» OBJECTIVE: Render the lines below as a Markdown table with two columns, Row for the row number and Line for the line itself, skipping any blank lines. Omit the pictures.

==== GIVEN DATA

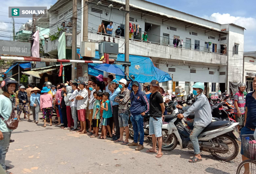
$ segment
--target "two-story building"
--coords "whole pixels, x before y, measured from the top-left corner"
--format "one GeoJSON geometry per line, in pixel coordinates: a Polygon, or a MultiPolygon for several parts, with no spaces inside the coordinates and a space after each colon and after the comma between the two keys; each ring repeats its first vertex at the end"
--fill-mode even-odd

========

» PROBLEM SOLUTION:
| Row | Line |
|---|---|
| 1 | $ segment |
| 2 | --target "two-story building" |
| 3 | --coords "whole pixels, x before y, measured from the top-left corner" |
| 4 | --format "one GeoJSON geometry per line, in pixel coordinates: a Polygon, or a MultiPolygon for several parts, with no spaces inside the coordinates and a space after each colon and after the comma between the two keys; each ring repeats its first vertex at the end" |
| 5 | --fill-mode even-odd |